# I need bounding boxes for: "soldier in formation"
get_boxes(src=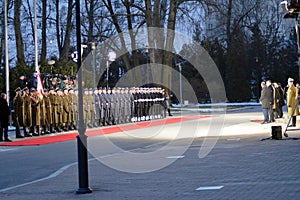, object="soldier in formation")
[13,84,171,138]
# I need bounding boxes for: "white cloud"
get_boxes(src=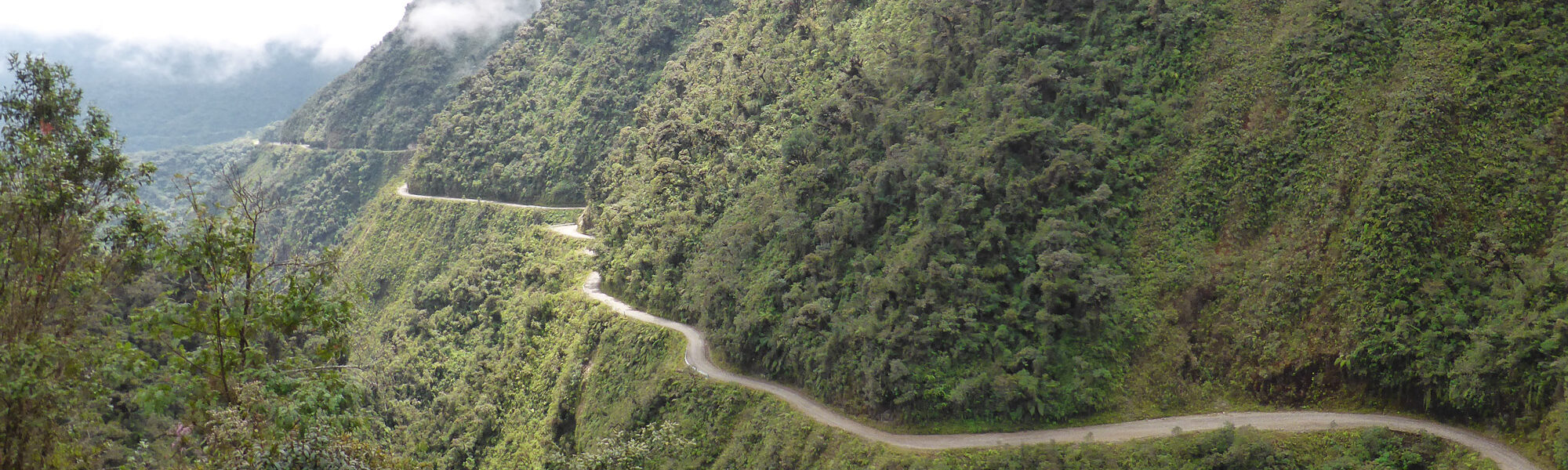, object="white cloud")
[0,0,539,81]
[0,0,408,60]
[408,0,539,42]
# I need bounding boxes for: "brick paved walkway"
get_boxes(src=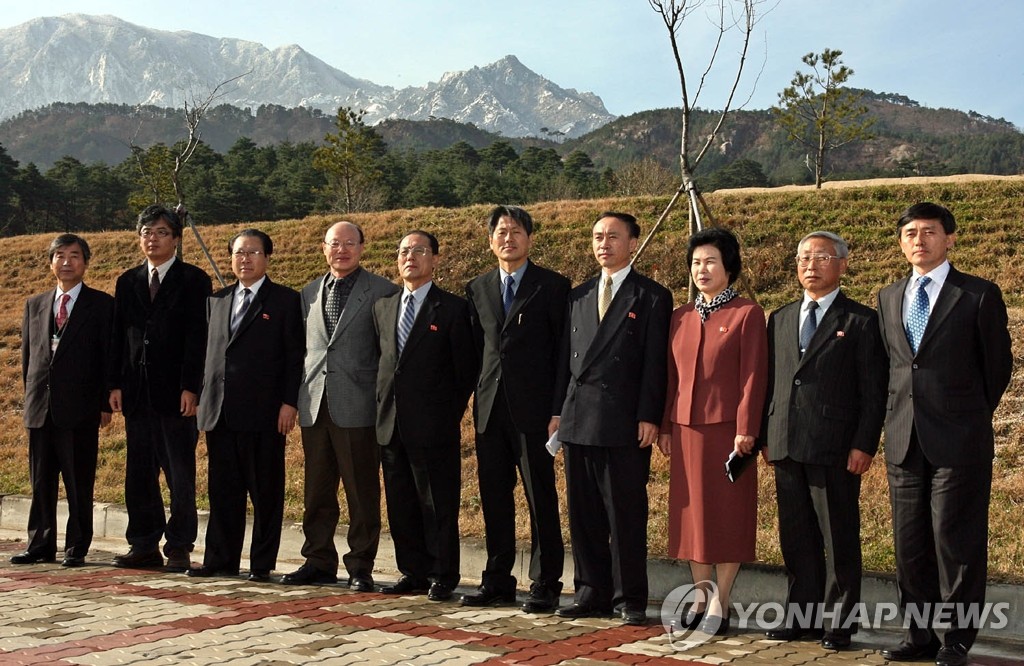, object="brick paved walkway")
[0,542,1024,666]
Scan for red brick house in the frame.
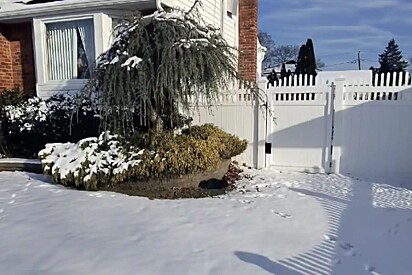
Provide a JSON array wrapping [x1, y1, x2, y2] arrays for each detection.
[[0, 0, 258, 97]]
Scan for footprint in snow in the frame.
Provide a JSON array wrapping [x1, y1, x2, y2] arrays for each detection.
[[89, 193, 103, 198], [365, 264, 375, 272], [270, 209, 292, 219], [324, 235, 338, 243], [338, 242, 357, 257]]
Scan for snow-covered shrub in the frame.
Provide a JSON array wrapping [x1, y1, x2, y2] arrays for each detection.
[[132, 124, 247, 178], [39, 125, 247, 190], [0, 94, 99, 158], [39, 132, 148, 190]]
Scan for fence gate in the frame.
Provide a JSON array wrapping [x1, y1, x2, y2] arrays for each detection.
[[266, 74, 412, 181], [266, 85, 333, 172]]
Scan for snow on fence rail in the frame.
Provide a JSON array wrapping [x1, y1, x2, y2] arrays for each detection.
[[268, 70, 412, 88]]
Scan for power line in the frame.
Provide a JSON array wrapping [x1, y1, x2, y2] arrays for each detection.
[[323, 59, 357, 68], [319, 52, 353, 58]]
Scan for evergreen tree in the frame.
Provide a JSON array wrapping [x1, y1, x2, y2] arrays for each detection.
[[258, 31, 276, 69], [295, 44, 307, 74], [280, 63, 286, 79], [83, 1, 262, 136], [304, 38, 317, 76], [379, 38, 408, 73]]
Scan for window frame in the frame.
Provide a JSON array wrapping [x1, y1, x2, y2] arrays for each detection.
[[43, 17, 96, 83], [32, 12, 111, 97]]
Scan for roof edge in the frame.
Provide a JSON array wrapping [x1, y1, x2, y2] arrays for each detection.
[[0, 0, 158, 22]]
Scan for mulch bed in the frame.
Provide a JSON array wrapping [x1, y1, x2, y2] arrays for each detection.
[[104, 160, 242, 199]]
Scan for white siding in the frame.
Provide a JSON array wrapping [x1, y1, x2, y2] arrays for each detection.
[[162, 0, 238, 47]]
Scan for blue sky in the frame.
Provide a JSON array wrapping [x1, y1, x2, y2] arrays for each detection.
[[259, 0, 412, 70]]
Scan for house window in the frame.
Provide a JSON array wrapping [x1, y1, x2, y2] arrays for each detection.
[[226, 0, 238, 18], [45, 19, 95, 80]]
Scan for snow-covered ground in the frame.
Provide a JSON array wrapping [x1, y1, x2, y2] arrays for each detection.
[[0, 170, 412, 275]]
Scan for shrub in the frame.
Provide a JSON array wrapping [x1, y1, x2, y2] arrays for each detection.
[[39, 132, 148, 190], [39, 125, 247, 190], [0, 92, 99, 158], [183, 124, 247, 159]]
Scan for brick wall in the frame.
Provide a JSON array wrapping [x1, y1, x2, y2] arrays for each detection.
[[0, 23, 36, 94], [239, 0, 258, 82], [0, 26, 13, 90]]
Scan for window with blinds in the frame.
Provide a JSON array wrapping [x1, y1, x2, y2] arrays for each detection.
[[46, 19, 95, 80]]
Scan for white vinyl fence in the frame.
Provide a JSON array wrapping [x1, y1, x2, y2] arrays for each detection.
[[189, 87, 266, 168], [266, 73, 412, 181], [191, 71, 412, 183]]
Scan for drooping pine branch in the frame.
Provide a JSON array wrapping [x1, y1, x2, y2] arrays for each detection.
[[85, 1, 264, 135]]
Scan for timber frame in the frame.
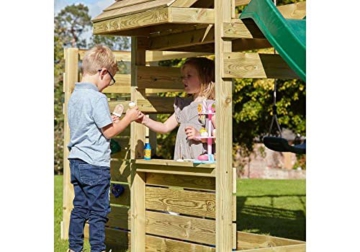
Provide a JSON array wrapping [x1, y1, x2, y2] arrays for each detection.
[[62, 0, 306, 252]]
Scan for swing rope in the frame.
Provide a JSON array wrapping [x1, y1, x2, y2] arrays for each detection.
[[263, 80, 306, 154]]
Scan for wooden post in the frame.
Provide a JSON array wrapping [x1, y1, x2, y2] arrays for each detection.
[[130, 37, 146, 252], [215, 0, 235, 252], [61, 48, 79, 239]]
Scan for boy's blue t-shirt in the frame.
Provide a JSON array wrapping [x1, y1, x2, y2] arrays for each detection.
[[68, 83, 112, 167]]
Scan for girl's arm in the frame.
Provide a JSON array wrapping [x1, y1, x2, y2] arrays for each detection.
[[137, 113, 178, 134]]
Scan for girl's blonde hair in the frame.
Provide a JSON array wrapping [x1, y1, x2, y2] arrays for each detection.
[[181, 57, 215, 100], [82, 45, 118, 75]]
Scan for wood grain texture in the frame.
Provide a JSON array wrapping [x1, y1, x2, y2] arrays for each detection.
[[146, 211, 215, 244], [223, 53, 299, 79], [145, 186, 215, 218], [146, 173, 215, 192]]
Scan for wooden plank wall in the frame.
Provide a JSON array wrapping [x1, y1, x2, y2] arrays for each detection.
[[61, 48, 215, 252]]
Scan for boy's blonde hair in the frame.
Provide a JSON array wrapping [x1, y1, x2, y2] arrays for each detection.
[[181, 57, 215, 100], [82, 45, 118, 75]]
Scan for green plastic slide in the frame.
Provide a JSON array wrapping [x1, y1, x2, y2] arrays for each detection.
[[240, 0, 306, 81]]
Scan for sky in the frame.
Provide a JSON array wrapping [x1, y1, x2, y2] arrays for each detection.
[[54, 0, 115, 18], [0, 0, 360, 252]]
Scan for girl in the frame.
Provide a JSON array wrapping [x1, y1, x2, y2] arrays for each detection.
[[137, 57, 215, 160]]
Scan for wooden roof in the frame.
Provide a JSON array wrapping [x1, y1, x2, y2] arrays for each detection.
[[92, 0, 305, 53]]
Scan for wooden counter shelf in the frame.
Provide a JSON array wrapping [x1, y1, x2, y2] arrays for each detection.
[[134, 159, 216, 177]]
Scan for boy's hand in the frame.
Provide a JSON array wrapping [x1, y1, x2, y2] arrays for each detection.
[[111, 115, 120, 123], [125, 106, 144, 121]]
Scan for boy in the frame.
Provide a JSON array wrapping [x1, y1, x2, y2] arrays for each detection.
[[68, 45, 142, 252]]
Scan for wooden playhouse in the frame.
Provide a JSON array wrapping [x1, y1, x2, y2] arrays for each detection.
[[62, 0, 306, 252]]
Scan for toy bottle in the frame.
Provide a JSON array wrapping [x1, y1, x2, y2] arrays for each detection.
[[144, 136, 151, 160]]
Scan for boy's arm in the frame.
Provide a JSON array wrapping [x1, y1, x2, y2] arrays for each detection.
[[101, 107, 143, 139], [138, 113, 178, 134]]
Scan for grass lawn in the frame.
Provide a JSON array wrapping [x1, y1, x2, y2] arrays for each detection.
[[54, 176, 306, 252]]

--

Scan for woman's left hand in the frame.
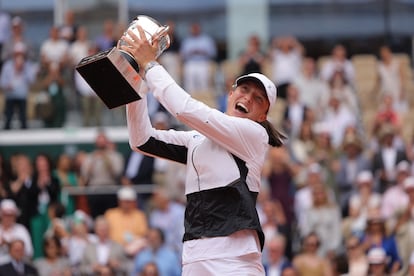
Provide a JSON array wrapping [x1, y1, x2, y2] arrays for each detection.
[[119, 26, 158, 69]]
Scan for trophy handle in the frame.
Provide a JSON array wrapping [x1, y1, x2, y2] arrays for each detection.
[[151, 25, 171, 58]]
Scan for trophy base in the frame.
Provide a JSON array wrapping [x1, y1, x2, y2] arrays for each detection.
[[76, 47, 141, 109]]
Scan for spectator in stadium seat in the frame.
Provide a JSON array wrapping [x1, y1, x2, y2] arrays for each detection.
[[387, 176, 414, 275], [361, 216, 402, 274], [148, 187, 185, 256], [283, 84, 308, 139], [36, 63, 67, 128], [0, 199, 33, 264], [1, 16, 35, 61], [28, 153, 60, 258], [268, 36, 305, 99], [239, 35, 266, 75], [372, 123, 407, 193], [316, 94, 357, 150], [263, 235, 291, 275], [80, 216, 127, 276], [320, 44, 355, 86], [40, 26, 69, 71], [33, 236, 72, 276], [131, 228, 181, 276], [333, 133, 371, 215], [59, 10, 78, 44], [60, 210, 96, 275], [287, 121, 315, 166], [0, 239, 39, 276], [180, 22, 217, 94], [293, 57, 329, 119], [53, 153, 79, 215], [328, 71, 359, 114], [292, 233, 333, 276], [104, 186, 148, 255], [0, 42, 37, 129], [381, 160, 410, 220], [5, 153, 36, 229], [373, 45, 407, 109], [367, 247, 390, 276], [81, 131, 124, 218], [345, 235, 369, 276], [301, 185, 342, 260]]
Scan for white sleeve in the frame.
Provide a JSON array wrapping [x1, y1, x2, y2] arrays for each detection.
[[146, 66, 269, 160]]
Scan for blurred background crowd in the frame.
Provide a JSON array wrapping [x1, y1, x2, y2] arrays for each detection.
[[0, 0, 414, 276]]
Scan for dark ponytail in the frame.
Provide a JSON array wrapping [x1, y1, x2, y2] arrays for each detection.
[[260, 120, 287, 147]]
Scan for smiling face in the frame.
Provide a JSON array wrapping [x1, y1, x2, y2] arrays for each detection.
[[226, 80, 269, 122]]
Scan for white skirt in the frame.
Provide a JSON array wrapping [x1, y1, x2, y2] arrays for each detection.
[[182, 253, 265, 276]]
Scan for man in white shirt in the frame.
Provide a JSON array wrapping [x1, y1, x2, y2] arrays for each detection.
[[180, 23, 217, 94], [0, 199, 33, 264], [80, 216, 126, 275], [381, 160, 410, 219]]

--

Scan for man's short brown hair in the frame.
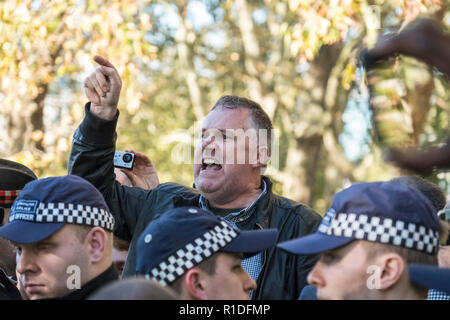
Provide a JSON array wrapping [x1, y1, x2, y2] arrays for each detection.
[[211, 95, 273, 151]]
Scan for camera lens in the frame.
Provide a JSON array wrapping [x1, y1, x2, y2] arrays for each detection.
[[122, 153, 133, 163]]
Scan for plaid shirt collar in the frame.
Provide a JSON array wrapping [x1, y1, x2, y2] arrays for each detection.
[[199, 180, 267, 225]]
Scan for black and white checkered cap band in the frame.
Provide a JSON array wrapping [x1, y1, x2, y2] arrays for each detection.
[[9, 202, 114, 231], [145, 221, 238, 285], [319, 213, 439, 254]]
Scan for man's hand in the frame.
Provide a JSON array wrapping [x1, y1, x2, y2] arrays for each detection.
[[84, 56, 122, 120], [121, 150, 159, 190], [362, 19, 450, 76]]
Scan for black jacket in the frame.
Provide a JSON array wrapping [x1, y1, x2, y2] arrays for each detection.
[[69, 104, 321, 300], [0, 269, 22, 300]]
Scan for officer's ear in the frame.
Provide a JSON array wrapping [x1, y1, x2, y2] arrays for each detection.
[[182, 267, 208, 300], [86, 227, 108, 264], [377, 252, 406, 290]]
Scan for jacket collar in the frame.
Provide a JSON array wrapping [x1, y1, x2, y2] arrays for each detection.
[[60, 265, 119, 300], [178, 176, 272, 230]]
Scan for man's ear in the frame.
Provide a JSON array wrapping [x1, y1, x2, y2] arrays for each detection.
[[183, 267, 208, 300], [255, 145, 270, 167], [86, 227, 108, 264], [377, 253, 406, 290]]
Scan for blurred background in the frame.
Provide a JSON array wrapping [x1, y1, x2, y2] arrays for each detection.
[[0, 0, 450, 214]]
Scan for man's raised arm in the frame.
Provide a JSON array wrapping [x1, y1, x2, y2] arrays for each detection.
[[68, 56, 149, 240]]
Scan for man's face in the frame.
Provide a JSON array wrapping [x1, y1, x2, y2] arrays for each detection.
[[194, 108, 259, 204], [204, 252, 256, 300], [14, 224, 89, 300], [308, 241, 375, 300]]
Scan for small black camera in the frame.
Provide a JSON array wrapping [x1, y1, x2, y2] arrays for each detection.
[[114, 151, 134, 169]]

→ EXERCISE AIM
Lay out the material above as a JSON list of strings, from the line containing "Scan for small black camera in the frame." up to and including the line containing "[[114, 151, 134, 169]]". Give one string per line and leave out blank lines.

→ WORKED ANSWER
[
  "Scan for small black camera in the frame.",
  "Provide a JSON array wrapping [x1, y1, x2, y2] arrays for each detection.",
  "[[114, 151, 134, 169]]"
]